▶ _REQUIRED WORK_
If anything in the data looks odd, keep it anyway and write the whole listing out unchanged.

▶ _ENTRIES PROVIDED_
---

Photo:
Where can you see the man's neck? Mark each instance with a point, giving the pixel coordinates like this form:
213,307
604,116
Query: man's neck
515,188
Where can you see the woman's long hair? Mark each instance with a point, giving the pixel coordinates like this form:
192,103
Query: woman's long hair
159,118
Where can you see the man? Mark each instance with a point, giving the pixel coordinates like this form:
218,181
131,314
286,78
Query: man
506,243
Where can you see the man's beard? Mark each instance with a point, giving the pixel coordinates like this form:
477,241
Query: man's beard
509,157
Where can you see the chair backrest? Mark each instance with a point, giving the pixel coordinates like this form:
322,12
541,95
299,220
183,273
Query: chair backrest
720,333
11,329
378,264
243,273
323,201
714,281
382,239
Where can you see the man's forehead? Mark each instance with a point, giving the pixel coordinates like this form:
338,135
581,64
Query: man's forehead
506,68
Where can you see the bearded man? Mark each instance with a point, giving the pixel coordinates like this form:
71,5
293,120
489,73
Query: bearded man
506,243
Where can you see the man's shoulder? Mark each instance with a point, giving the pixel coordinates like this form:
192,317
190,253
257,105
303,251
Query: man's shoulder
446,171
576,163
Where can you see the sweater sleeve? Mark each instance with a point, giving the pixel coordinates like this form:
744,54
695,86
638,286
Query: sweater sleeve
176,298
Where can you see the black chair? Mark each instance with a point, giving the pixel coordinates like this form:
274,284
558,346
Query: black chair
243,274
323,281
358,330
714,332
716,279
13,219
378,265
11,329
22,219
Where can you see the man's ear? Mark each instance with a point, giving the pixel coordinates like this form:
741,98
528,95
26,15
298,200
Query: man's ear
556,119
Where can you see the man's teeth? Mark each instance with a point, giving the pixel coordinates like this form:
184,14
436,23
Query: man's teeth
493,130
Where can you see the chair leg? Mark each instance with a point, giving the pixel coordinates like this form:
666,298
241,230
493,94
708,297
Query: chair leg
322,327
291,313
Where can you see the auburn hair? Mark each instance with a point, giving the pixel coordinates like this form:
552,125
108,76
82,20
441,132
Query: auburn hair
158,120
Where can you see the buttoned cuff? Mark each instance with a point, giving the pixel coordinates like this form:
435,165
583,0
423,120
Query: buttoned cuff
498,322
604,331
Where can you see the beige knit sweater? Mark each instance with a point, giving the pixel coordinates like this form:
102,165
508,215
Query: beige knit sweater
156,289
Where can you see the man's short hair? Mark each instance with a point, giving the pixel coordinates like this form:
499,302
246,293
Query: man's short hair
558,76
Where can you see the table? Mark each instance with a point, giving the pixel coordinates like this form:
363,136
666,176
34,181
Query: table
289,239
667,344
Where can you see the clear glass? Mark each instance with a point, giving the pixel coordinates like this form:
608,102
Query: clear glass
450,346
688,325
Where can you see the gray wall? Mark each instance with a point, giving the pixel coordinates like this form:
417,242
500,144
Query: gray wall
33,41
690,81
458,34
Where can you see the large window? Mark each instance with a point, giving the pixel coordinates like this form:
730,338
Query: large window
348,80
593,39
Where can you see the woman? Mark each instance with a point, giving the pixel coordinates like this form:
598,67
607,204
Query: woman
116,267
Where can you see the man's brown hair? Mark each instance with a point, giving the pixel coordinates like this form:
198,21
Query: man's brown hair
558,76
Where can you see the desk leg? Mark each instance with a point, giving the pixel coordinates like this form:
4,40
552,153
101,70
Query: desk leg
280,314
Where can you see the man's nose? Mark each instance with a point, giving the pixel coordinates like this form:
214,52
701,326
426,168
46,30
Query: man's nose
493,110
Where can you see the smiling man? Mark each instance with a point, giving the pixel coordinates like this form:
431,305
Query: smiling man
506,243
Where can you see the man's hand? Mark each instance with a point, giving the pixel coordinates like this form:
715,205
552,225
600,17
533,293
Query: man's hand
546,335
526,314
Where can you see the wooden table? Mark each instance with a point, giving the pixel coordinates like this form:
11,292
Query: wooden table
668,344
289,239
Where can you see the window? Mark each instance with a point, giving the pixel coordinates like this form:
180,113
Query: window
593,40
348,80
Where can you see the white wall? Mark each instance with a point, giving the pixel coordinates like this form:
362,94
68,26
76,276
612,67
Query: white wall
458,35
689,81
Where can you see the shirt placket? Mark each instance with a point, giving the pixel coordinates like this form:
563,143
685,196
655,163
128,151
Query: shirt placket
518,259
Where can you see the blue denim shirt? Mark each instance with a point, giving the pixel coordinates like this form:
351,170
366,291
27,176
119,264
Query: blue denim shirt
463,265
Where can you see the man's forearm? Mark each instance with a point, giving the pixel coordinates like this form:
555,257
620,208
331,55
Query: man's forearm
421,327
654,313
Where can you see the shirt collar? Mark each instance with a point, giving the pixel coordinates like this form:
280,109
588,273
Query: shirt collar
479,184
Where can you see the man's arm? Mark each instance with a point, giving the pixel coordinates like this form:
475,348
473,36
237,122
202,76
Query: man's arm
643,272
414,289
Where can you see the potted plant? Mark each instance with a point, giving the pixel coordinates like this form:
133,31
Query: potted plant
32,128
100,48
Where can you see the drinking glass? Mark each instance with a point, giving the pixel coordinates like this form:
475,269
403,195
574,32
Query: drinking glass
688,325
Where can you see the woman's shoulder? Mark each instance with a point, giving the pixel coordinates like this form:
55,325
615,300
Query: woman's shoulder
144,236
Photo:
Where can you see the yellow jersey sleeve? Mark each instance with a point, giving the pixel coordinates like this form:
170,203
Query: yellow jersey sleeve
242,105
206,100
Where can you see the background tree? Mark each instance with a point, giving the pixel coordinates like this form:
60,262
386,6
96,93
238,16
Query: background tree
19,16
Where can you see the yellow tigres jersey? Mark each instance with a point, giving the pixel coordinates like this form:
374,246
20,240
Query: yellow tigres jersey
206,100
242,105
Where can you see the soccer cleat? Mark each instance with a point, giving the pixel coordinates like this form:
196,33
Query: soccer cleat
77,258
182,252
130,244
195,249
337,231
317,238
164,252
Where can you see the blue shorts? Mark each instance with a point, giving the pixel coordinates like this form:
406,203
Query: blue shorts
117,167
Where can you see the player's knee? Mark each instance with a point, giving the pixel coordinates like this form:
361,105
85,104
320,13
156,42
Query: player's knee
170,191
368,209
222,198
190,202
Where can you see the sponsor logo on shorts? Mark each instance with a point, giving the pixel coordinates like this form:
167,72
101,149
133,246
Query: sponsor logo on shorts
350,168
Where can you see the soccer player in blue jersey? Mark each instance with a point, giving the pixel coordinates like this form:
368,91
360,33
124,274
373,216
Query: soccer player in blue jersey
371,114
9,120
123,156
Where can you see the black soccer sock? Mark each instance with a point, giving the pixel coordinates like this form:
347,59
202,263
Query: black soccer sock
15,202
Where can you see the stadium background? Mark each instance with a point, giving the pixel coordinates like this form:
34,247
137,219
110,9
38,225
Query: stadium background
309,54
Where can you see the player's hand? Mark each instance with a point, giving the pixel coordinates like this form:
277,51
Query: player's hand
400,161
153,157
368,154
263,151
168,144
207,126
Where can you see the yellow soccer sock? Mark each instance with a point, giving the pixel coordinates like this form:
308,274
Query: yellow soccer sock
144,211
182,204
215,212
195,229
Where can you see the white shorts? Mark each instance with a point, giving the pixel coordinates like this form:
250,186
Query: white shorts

---

▶ _EXERCISE RESULT_
Photo:
Where can you see the man's neck? Mark each instance with a point, giving the pixel coordinates like this form:
213,307
604,116
Query: man's neck
515,188
Where can you see the woman's long hair? Mark each instance with a point, giving the pixel coordinates like this form:
192,103
Query: woman's long hair
159,118
Where can you see the man? Mark each instance with a point, giving the pixel coordinates like this form:
218,181
131,314
286,78
Query: man
506,243
Where can you see the man's beard? Mark each instance with a point, giving the pixel coordinates like this form:
477,241
Query: man's beard
509,157
Where can you see the chair backrest? Mark each instance with a point, giving the pixel coordinates like this form:
322,12
541,95
299,220
183,273
Query: chair backrest
720,333
11,329
378,264
243,273
323,201
714,281
382,239
Where can you see the man's forehead? Mark each instance with a point, giving the pixel coordinates like this form:
338,135
581,64
Query: man's forehead
506,68
Where can you see the bearded man? Mark each instance with a point, giving the pixel coordinates like this form:
71,5
293,120
489,73
Query: bearded man
506,243
Where can you see the man's shoulder? Mark each instance with a point, giving the pixel coordinates like this form:
192,317
190,253
257,105
303,251
Query: man's shoulder
446,171
576,163
Where can you see the sweater sleeve? Mark each instance with a point, giving the pixel coordinates like this form:
744,54
695,86
638,286
Query: sweater sleeve
176,298
Where can you see the black chair? Mark each instance with a point, giving the pixel coordinates like this form:
274,284
558,346
Query: black chair
243,274
323,281
358,330
714,332
716,279
13,219
378,265
11,329
22,219
Where can you see the man's ear? Mark each instance with a point, giving the pixel coordinates like this form:
741,98
528,95
26,15
298,200
Query: man's ear
556,119
Where can you see the man's teeth? Mark each instance with a point, giving the pixel coordinates like this form:
184,14
436,23
Query: man's teeth
493,130
Where can you see the chair leg? Mark each instance with a point, giving the pixel coordinates like this form:
666,298
241,230
493,94
708,297
Query: chair leg
322,327
291,313
Where can you see the auburn hair? Mark each instance with a point, giving the pixel coordinates like this form:
552,125
108,76
82,20
441,132
Query: auburn hair
158,120
Where can you see the buttoned cuff? Mark each instance with a point, giving the pixel coordinates like this form:
435,165
583,0
423,120
Query: buttoned cuff
498,322
604,331
Where can you see the beige knit sweater? Mark each instance with a point, giving the pixel coordinates like this form:
102,165
508,215
Query: beige knit sweater
156,289
Where can you see the man's short hair? Mark each instance with a point, giving the pixel coordinates like this form:
499,302
246,293
Query: man's short hair
558,76
Where can you see the table? Mark each instance with a point, giving the pixel coordinates like this form:
363,136
666,176
34,181
Query: table
289,239
667,344
Where can you see the clear glass? Mark each instance with a point, giving the pixel coordinates like this form:
608,102
Query: clear glass
450,346
688,325
Where can you see the gray wall? Mark each instance with a point, giving the pixel coordinates like this form:
417,242
500,144
Query: gray wall
33,41
690,81
458,34
Where can you see the large window? Mark each instance with a point, giving the pixel coordinates like this form:
730,338
Query: large window
348,80
593,39
Where can you see the woman? Mark each instance with a point, giving the pixel coordinates like this form:
598,67
607,204
Query: woman
116,267
Where can you see the man's brown hair? Mark each instance with a point, giving the pixel coordinates like this form:
198,21
Query: man's brown hair
558,76
Where can you see the desk leg? Mark each instance with a point, giving the pixel coordinates like this form:
4,40
552,153
101,70
Query: desk leg
280,314
Where can you see the man's nose? Mark each instance with a point, giving the pixel coordinates like this form:
214,52
701,326
426,168
46,30
Query: man's nose
493,110
Where can you see the smiling man? Mark each instance with a point, giving the pixel coordinates like this form:
431,305
Query: smiling man
506,243
Where can you see the man's hand? Mark each instance with a point, giving the pixel coordinates like this form:
715,205
552,225
600,17
533,293
Query: man's hand
546,335
526,314
Where can you see the wooden table? Mark each instance with a point, giving the pixel coordinates like this form:
11,292
Query: wooden table
668,344
289,239
Where can you see the window? Mark each instance with a point, giving the pixel coordinates like this form:
180,113
Query: window
593,40
348,80
Where can you see the white wall? Mark each instance with a point, giving the pixel coordinates like this form:
362,94
68,26
76,276
612,67
Query: white wall
458,35
689,81
Where can you see the shirt placket? Mark each instance with a point, giving the pixel coordinates like this form:
563,143
685,196
655,163
128,151
Query: shirt placket
518,259
Where can you see the blue denim shirt? Mark each instance with a point, giving the pixel coordinates like this form:
351,170
366,291
27,176
119,264
Query: blue denim shirt
463,265
Where can you see the man's forearm? Mark each instance with a point, giving the pixel coordinates like this form:
555,257
620,208
331,55
Query: man's forearm
421,327
654,313
Where can you see the shirt collar? Mark each instance with a point, giving the pixel coordinates like this form:
280,109
588,273
Query: shirt collar
479,184
Where can you see the man's arm? Mark each instance with a point, giving the pixel coordinates like this form:
475,348
473,36
237,122
202,76
Query: man's arm
643,272
414,289
Where can you see the potted plant? Mark each instance with a point, giving the pixel coordinates like this form:
133,31
Query: potted plant
32,128
100,48
Where can you see the drinking glass? Mark each instance with a point, giving the pixel coordinates like this form:
475,269
403,195
574,32
Query: drinking glass
688,325
Where can you see the woman's shoulder? Mark each instance with a point, giving the pixel coordinates like this form:
55,325
615,300
Query: woman's shoulder
144,236
Photo:
Where can you see the yellow jersey sleeve? Mark each instance with a point, giving the pixel coordinates like this form:
170,203
Query: yellow jersey sleeve
242,105
206,100
Where can you see the background tree? Mark each instance with a point, giving the pixel coordinates like this form:
60,262
386,6
96,93
238,16
Query: background tree
19,16
Where can you see the yellow tigres jersey? Mark each instance with a point, giving the pixel coordinates like this form:
374,246
20,240
Query: yellow tigres jersey
206,100
242,105
Where can you see the soccer cleat? Mark each instance with a point, giving the pixel coordinates like this form:
196,33
Query: soccer cleat
77,258
182,252
130,244
195,249
337,231
317,238
164,252
Where can you see the blue shorts? Mark each instance with a point, giving the pixel coordinates like this form:
406,203
Query: blue shorts
117,167
Where can you see the player's knee? Mark each instance with a point, giving the pixel coordinates like this form:
361,105
85,104
320,13
156,42
Query: player's knee
170,191
368,209
222,198
190,202
Where can you see the sponsor logo on shorts? Mark each instance with a point, giving the pixel coordinates like this form:
167,72
101,149
133,246
Query: sponsor logo on shorts
350,168
Where can you see the soccer player in blue jersey? Mark each instance with a point, giving the pixel coordinates like this form:
368,91
360,33
124,274
373,216
Query: soccer player in blue jersey
371,114
9,120
123,156
Where can you see the black soccer sock? Mark each instance with a point, giving the pixel coordinates like this form:
347,59
202,263
Query: black soccer sock
15,202
Where can you see the stadium background? Mark each instance with a point, giving the pixel coordinates like this form:
34,247
137,219
110,9
38,225
Query: stadium background
309,54
Where can you see the player's hand? Mark each instance with a point, giving the pixel coordinates like this form:
277,51
Query: player's hand
400,161
153,157
368,154
263,151
168,144
207,126
Where can you see the yellow soccer sock? Mark each instance with a point, giving the pixel coordinates like this form:
308,274
Query: yellow soccer sock
144,211
182,204
215,212
195,229
Where can you see the white shorts? Mark each instance with a point, giving the pixel coordinates like this form:
250,186
Query: white shorts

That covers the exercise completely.